Most criticism and reflection of Nathaniel Hawthorne’s Young Goodman Brown centers on a good versus evil theme. Critics also debate interpretations of the main character’s consciousness; is Brown awake or dreaming.

What is certain is that he lives and dies in pain because his belief in his righteousness isolates him from his community. It is also certain that Hawthorne’s interpretation of Brown’s “mid-life crisis” has ambiguity and leaves a reader with many different feelings about what and why certain things have happened. Hawthorne’s use of symbolism in his allegorical tale Young Goodman Brown causes the main character’s revelations about the sin within his community, his family and himself.

Young Goodman Brown’s journey into the forest is best defined as a kind of “general, indeterminate allegory, representing man’s irrational drive to leave faith, home, and security temporarily behind, for whatever reason, and take a chance with one(more) errand onto the wilder shores of experience” (Martin). Brown has a curiosity that “kills” his naive outlook on life and changes him until his death. He has a mission to go into the forest and meet the devil. A mission that he begins out of curiosity and a “deep need to see if the teachings of his childhood, his religion, and his culture, have armed him sufficiently to look the devil in the face and return unscathed” (Hodara 1). The symbol of the forest, late at night, can be interpreted as the untamed regions of Brown’s heart where the devil roams freely as he roams in the forest. The forest is the devil’s domain. Brown finds, in the dark of the night, many of his daytime friends share this domain with the devil. What he considers moral and “good” in his life he finds in the forest. This torments his perception of practically everything.

Coordinate annotation rows:

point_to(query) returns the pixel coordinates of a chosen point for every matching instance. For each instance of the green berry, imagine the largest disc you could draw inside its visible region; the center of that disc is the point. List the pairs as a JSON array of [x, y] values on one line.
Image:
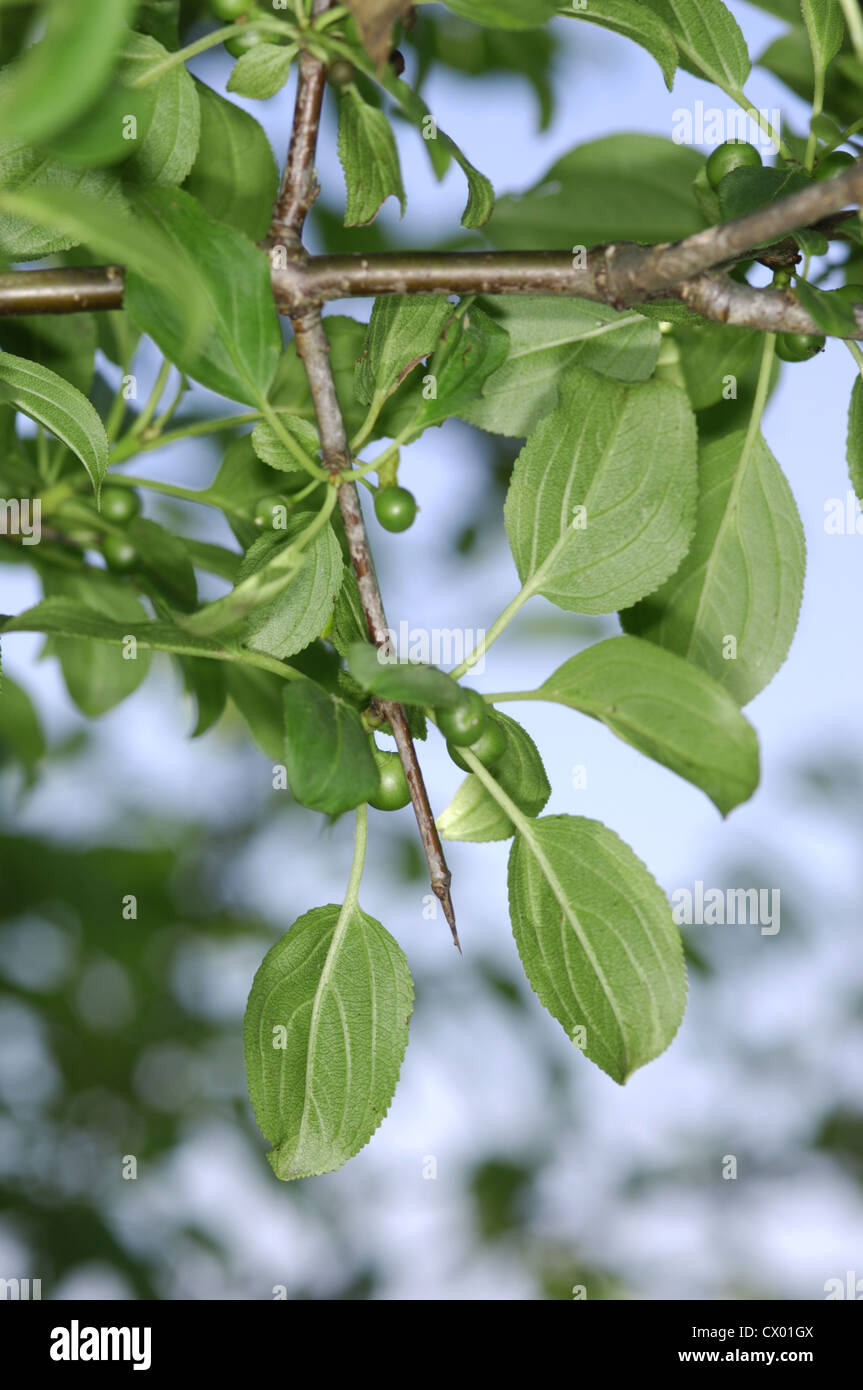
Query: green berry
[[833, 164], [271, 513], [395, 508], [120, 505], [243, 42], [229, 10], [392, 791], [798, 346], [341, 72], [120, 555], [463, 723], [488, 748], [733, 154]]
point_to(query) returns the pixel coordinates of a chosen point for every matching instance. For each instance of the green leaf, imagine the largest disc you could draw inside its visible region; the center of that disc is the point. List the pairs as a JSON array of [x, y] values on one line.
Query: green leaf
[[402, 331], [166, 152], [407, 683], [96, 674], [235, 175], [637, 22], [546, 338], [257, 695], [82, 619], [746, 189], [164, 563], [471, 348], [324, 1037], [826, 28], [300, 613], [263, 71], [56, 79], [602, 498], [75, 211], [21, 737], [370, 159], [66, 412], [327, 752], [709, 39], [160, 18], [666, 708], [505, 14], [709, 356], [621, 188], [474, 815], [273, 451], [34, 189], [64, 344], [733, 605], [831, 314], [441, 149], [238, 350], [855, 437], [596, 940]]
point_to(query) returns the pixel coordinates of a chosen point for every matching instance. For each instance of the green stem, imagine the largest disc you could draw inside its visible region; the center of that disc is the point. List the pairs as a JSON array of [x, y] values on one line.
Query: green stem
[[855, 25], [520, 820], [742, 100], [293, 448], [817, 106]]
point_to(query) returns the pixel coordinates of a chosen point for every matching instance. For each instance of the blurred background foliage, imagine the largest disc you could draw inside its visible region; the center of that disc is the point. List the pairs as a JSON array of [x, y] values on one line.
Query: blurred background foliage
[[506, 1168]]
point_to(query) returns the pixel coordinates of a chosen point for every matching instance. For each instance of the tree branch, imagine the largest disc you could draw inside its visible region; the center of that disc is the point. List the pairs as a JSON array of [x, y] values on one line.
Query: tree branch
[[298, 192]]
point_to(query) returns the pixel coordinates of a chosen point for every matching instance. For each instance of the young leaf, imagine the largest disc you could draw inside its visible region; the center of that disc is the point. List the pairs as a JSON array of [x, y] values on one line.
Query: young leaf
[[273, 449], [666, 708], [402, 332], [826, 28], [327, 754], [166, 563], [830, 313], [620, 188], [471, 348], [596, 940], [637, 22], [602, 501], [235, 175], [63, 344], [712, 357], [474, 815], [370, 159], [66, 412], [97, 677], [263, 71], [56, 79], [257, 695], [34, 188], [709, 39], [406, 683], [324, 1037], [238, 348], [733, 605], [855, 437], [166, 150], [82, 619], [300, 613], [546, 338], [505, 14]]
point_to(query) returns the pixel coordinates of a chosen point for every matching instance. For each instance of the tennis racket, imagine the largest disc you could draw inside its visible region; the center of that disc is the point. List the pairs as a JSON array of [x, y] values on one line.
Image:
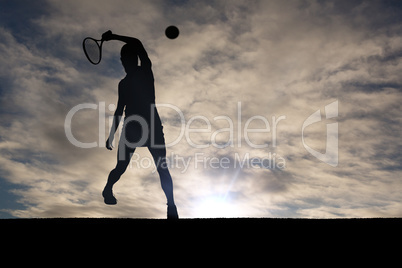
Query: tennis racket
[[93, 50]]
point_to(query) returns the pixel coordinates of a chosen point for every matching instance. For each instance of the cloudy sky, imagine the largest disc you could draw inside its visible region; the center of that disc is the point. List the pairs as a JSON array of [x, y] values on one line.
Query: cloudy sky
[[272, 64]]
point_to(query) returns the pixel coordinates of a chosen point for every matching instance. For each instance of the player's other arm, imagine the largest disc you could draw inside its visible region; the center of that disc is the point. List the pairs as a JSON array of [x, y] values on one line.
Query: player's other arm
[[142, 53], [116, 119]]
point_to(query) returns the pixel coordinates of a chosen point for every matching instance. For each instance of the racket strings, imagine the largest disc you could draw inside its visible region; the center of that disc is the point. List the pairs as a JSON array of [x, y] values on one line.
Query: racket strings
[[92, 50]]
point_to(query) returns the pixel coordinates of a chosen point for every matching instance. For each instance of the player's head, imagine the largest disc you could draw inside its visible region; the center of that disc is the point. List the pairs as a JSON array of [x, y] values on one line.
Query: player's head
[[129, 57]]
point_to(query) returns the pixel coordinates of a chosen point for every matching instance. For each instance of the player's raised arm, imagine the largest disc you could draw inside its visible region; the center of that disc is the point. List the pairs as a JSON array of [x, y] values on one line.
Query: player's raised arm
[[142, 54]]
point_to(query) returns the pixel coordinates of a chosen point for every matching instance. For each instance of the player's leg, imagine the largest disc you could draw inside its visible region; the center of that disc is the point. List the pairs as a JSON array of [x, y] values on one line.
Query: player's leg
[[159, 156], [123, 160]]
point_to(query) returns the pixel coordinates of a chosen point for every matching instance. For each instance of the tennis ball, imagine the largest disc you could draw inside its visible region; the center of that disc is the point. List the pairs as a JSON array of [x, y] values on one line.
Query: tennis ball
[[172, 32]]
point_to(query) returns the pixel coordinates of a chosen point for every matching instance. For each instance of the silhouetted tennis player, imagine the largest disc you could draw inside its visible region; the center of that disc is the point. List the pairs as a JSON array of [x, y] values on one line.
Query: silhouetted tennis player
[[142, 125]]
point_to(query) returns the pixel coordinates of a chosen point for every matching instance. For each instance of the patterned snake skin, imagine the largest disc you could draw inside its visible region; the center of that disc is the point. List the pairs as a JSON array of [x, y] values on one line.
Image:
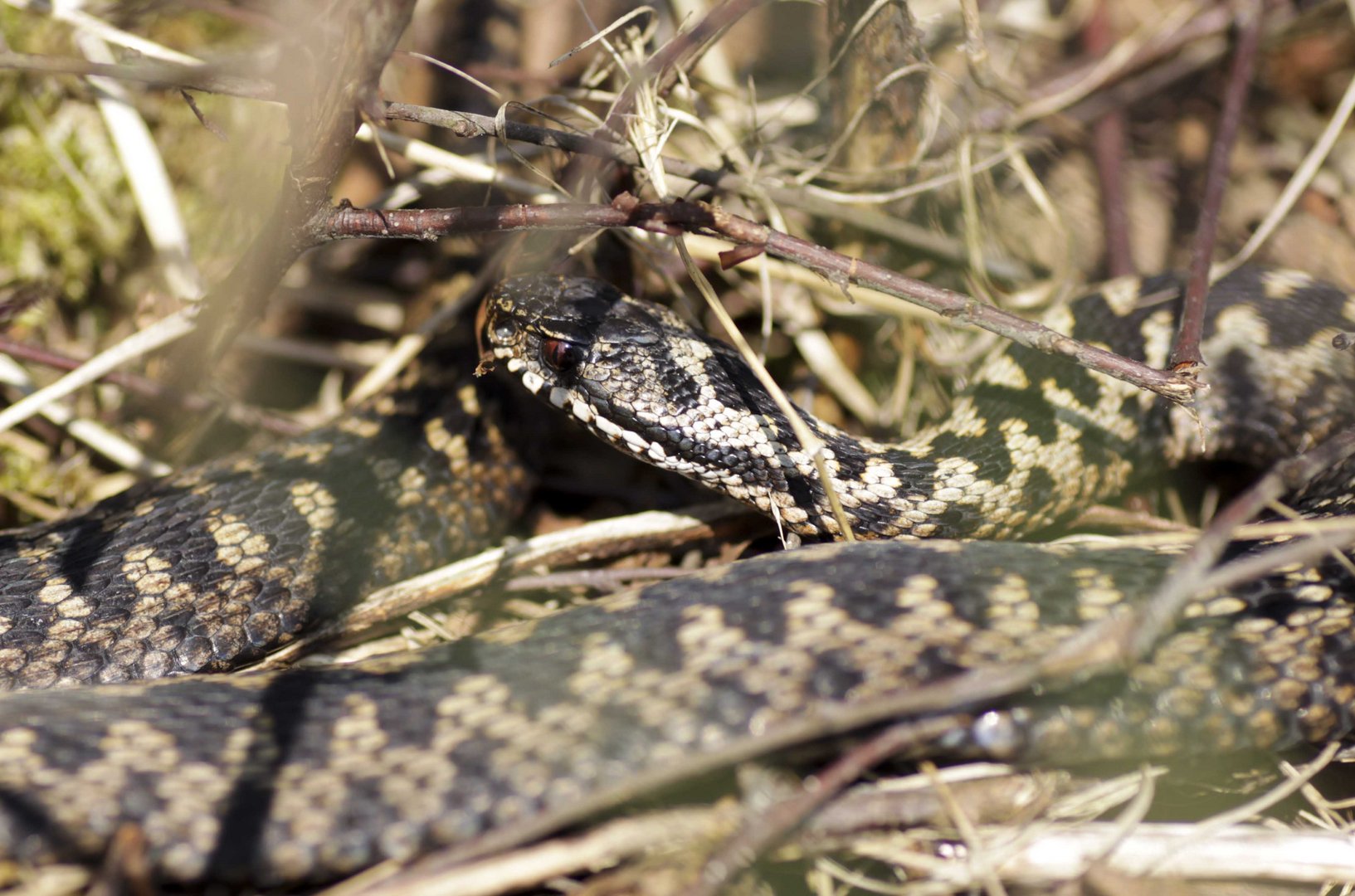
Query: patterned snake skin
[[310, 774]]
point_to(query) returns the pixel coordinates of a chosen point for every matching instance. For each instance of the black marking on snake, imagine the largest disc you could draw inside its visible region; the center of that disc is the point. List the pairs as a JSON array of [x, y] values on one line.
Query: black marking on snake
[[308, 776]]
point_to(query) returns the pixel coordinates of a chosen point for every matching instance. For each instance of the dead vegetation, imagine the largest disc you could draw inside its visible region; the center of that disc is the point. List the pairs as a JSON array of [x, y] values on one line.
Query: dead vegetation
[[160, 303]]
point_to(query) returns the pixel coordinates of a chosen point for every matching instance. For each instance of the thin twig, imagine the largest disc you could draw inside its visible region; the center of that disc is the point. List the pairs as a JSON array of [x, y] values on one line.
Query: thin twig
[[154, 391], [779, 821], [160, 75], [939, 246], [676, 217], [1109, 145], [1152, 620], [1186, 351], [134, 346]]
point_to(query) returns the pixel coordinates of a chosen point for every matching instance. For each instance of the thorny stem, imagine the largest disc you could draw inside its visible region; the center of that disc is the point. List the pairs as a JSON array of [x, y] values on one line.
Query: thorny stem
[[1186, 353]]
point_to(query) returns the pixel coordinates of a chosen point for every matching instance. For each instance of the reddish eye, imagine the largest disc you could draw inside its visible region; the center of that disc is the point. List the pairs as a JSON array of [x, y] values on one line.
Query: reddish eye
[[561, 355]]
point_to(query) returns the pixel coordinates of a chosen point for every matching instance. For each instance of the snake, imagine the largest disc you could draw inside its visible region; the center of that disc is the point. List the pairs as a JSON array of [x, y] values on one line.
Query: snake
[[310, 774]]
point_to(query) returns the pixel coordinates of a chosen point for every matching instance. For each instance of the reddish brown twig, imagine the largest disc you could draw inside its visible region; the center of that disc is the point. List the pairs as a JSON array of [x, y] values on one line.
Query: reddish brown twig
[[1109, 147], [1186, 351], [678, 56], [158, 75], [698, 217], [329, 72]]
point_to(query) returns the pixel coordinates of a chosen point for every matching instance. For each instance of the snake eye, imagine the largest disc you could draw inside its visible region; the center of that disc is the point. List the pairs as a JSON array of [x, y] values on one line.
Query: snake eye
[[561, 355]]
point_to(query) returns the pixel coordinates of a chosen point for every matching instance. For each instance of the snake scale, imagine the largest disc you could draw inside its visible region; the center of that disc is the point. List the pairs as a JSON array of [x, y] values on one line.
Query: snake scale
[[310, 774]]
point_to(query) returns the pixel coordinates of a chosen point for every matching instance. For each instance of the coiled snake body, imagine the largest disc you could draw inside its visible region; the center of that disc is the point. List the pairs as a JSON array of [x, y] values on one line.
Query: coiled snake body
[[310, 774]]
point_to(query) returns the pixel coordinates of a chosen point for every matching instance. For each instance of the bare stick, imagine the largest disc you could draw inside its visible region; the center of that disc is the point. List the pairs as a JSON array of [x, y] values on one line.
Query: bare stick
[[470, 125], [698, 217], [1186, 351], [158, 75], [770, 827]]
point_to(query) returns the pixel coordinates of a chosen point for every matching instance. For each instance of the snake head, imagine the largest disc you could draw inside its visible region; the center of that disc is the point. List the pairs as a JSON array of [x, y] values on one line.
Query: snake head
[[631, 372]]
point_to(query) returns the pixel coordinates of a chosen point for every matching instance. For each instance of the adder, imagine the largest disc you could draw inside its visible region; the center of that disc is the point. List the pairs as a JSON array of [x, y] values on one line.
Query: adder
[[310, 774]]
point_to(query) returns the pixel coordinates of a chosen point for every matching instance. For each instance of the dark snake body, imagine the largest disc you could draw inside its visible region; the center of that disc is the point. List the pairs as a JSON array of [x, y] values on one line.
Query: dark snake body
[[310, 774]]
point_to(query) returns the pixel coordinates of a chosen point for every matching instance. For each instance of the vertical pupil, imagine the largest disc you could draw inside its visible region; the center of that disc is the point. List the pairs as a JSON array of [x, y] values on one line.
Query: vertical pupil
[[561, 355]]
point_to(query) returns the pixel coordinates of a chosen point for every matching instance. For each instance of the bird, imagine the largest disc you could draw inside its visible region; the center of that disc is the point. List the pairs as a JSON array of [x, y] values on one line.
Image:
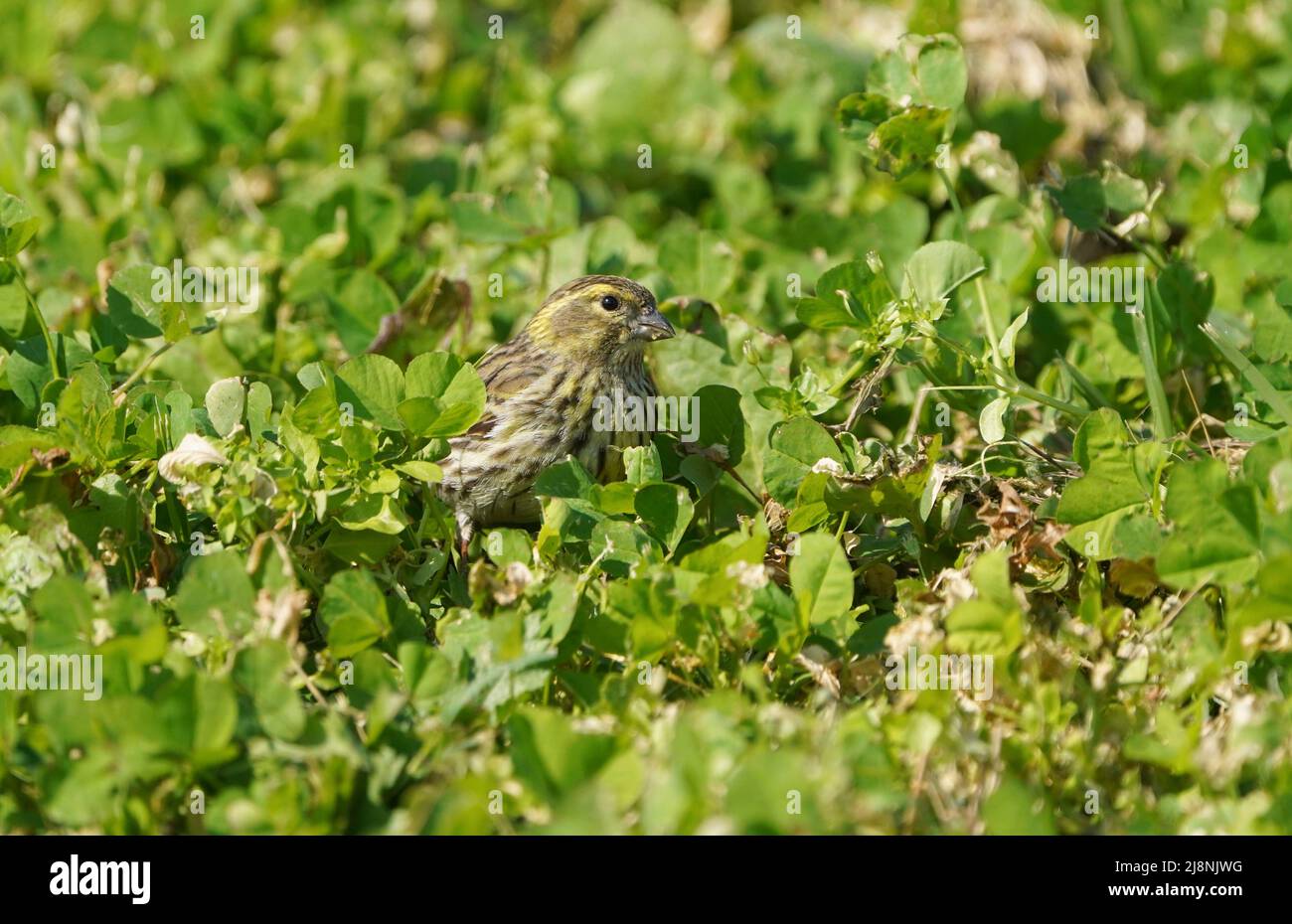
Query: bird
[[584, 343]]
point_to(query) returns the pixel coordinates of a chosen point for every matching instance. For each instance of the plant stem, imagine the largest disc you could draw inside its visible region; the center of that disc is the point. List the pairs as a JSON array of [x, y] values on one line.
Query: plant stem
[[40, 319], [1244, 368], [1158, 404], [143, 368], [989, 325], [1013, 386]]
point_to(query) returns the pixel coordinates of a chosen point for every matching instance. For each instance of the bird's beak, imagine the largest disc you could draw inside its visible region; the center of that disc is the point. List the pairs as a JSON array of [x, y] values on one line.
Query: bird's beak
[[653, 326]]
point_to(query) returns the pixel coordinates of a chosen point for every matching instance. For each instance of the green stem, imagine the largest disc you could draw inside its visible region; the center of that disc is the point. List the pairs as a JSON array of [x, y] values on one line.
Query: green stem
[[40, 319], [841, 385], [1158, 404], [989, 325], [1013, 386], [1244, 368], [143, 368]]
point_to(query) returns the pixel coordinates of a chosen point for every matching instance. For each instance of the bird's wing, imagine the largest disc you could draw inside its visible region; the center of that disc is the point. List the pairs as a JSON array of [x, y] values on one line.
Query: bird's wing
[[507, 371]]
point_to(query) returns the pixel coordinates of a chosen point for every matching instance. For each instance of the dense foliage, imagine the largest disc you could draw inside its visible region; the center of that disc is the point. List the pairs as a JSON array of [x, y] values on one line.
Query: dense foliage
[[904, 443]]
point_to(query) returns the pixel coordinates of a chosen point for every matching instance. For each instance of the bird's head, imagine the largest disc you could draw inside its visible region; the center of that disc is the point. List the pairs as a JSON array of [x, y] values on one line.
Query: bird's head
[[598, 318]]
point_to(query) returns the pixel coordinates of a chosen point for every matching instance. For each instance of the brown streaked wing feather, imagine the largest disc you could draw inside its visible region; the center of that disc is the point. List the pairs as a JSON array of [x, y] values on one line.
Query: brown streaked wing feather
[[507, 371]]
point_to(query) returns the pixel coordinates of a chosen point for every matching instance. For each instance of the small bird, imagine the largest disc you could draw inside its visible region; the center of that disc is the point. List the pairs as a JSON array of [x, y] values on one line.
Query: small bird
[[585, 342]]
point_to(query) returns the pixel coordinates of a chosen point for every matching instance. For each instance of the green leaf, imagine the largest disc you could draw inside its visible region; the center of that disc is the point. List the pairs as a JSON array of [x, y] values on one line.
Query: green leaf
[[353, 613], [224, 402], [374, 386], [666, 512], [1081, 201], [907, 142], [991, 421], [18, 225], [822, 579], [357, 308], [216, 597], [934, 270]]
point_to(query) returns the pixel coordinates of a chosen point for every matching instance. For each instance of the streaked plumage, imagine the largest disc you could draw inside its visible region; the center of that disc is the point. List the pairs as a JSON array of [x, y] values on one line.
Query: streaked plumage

> [Problems]
• 1. According to the essay on Young Goodman Brown, whose domain is the forest?
• 2. Pull out, word for word, the stretch of rows from the line containing "tennis ball, imagine" through the line containing "351], [134, 346]]", leaving the pictures out.

> [Solved tasks]
• 1. The devil's.

• 2.
point_to(query) returns the pixel coordinates of a chosen point for every matching instance. For each instance of the tennis ball, imagine the largest disc you could draw inside its visible region; the center of that disc is the point. List the pairs as a JSON array of [x, y] values on one line.
Query: tennis ball
[[172, 32]]
point_to(query) returns the pixel coordinates of a chosen point for every matching instance. For each instance of the silhouetted tennis player, imagine the largest disc you could draw inside its visible region; the center of that disc is the point. List the pairs as a JSON array of [x, y] values on one line.
Query: silhouetted tennis player
[[142, 125]]
point_to(query) returns the pixel coordinates of a chosen point for every matching instance. For each instance of the patterned snake skin, imagine the largest disc you could draw inside its visible region; the center of that disc is the point. List the pairs as a JSON array of [x, y] values on one line.
Image:
Query: patterned snake skin
[[310, 774]]
point_to(query) returns the pixel coordinates of a chosen point for every matching instance. For each instance of the black marking on snake, imagine the largest disc you could draw inside its visible region; the center of that disc is the point. List the pairs as a JSON array of [x, y] values on one line.
Query: black marking on snake
[[308, 776]]
point_to(query) returns the pixel coordinates of a chosen point for every matching instance. For each instance of the dead vegetation, imagine the largest disc you could draw inside its visible region; the center of that disc is the point. List the pairs as a JSON array of [x, y] values on one line.
Query: dead vegetation
[[160, 303]]
point_to(query) returns the pixel coordinates of a chosen point for every matching instance. For each instance of the thin twig, imagine the largest disc you could draw inside its visible region; the center of that disc is the point. List the pairs as a JSON array of [x, y] values on one line.
Query: thin twig
[[154, 391], [779, 821], [160, 75], [939, 246], [676, 217], [1109, 145], [1152, 620], [1186, 351], [134, 346]]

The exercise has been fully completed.